# Challenge
Below, copy every line from the one containing "red fabric, the" through the end of the records, keeping the requests unchanged. Multiply each coordinate in the answers by 1.4 and round it to a whole number, rounding halves up.

# Material for the task
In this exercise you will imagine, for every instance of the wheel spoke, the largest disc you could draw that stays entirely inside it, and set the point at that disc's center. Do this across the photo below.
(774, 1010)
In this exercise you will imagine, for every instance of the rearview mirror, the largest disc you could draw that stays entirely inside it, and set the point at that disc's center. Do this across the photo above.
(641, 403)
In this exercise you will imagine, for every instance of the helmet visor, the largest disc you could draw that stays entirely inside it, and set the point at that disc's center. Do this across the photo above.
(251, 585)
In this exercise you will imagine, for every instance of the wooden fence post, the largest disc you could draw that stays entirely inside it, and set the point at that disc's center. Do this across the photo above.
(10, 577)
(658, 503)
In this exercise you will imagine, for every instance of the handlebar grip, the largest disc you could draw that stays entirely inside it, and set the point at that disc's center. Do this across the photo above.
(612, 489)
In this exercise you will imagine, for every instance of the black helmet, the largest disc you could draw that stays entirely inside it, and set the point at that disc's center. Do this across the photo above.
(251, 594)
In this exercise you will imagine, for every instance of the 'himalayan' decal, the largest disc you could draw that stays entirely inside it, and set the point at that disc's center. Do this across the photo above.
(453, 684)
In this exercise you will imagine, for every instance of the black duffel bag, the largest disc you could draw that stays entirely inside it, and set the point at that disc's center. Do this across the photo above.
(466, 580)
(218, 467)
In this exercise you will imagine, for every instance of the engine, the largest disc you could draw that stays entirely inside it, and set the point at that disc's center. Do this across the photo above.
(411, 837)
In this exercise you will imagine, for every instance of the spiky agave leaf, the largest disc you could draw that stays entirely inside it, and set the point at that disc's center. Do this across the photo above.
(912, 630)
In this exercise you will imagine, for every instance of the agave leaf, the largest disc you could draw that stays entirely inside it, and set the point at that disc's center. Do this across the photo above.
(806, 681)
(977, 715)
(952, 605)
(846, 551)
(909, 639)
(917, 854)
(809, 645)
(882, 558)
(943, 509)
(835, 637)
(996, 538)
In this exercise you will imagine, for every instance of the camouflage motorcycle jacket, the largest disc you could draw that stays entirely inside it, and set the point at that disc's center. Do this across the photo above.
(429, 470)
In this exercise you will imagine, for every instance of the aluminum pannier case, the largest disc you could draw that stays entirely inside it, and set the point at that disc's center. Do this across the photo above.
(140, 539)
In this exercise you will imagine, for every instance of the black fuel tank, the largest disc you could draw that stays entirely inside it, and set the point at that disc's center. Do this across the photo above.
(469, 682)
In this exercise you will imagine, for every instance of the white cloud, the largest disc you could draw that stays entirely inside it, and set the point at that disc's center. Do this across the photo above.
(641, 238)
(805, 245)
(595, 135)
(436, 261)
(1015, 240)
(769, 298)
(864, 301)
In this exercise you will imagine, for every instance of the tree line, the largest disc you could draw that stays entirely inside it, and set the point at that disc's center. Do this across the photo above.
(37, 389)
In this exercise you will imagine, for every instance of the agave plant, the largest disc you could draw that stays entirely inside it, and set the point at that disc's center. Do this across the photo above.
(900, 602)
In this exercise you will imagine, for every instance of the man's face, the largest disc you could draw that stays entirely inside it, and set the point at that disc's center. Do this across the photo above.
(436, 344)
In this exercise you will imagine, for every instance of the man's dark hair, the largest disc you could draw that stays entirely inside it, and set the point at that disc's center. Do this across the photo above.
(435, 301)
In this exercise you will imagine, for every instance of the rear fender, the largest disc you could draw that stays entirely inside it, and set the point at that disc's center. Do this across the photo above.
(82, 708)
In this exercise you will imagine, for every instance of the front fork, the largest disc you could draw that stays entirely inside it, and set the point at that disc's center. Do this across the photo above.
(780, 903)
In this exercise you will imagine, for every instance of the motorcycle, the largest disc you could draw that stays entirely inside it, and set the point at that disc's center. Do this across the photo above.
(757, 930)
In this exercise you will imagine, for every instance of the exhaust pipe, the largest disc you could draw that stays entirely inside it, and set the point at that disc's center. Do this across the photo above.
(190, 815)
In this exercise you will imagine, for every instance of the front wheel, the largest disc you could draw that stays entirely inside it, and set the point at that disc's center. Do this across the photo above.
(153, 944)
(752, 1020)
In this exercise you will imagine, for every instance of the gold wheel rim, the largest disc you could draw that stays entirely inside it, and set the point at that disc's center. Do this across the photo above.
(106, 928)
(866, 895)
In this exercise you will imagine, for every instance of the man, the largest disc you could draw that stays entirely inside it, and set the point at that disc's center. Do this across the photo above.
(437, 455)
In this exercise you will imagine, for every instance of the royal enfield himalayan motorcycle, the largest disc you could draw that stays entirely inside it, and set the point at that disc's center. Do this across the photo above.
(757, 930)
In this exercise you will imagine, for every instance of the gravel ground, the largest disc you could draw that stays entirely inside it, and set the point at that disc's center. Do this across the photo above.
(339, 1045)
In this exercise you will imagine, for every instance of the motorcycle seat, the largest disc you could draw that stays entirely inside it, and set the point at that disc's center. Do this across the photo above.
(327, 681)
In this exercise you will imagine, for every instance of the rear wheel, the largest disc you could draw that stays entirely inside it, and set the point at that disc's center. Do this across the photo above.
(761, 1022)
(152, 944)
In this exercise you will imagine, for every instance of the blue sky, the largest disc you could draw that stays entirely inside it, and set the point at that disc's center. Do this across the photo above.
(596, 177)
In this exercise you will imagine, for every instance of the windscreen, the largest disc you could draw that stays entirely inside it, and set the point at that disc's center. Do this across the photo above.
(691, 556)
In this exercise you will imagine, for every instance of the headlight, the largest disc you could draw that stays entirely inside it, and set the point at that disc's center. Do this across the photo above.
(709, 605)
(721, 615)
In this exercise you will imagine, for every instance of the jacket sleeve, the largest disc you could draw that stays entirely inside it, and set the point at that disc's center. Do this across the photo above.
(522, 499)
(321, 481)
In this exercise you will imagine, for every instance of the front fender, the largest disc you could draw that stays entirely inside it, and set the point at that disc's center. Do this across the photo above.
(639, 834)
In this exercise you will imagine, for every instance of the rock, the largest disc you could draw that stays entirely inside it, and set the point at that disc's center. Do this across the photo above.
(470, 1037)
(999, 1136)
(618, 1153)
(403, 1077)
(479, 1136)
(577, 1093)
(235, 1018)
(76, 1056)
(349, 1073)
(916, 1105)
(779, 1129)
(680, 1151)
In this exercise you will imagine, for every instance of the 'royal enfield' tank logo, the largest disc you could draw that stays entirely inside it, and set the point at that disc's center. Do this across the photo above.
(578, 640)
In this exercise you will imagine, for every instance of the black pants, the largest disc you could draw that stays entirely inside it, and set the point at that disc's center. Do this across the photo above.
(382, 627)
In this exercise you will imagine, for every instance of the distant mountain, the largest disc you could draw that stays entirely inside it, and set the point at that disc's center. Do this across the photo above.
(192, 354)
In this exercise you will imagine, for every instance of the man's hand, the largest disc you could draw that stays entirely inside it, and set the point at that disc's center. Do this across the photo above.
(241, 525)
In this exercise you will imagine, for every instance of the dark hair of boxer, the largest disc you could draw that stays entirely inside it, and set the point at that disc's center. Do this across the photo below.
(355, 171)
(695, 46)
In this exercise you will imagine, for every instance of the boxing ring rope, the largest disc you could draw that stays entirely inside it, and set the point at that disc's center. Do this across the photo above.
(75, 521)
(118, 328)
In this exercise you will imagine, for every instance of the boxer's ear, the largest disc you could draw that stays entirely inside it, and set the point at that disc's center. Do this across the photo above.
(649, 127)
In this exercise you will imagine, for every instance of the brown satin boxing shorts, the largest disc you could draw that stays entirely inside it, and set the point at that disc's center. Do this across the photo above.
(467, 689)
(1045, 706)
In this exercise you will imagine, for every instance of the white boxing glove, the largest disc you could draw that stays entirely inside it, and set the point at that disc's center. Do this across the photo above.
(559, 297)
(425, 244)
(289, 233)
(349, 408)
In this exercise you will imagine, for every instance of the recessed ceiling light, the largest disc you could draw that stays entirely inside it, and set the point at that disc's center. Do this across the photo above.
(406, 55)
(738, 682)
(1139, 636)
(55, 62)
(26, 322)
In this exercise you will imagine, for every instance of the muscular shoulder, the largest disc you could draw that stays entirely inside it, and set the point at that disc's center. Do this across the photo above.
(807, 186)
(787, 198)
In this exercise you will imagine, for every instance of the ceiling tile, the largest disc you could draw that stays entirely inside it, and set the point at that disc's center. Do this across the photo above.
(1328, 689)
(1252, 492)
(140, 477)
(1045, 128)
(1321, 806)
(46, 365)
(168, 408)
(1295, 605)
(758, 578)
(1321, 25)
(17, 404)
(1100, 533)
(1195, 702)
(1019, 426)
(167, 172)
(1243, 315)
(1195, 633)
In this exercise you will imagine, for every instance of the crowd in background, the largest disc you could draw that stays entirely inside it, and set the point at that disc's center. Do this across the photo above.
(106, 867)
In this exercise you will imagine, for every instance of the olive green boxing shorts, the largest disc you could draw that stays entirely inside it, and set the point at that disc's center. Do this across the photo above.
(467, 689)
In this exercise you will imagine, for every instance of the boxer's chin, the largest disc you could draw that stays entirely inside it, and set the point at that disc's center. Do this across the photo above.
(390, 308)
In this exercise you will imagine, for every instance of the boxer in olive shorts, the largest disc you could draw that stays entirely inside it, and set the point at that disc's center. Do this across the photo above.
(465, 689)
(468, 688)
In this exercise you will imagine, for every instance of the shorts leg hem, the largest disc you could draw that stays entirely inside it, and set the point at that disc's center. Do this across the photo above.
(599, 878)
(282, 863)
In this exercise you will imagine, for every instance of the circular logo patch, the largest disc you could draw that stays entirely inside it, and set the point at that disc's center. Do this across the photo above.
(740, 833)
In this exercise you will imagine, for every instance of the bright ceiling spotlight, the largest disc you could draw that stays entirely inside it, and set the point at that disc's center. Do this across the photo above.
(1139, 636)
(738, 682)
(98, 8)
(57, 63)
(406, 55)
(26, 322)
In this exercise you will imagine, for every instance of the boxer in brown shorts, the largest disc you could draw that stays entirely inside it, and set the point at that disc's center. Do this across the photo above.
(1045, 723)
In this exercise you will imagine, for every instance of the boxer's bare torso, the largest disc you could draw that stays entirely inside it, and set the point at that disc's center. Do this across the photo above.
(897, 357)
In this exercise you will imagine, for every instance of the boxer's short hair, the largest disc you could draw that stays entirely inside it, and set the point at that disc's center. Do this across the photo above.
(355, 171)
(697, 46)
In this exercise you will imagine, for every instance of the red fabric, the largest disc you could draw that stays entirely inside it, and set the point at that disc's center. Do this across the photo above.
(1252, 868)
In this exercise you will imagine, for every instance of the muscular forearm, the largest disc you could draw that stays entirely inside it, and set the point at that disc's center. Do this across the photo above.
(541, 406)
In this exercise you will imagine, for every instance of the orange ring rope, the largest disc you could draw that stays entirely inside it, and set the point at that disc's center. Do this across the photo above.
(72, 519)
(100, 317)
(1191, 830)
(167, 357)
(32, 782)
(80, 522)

# Response
In this exercise you will imagine, for every instance of the red fabric, the largest disc you could draw that stays entirely inside it, and set the point at that disc's center. Do this across the photo above.
(1753, 1215)
In this exercise you will imagine, for every instance of the muscular forearm, the largest disc you could draw that stays entirely inside it, and set the point at that disc's center. Do this across the photo above.
(757, 568)
In this exercise you will imagine, for every instance of the orange ring rope, the largest disc you could draw that stays entirely inside it, and set the point at that disc's center. Do this across the photo above.
(101, 727)
(140, 444)
(1667, 1162)
(234, 500)
(45, 1095)
(112, 731)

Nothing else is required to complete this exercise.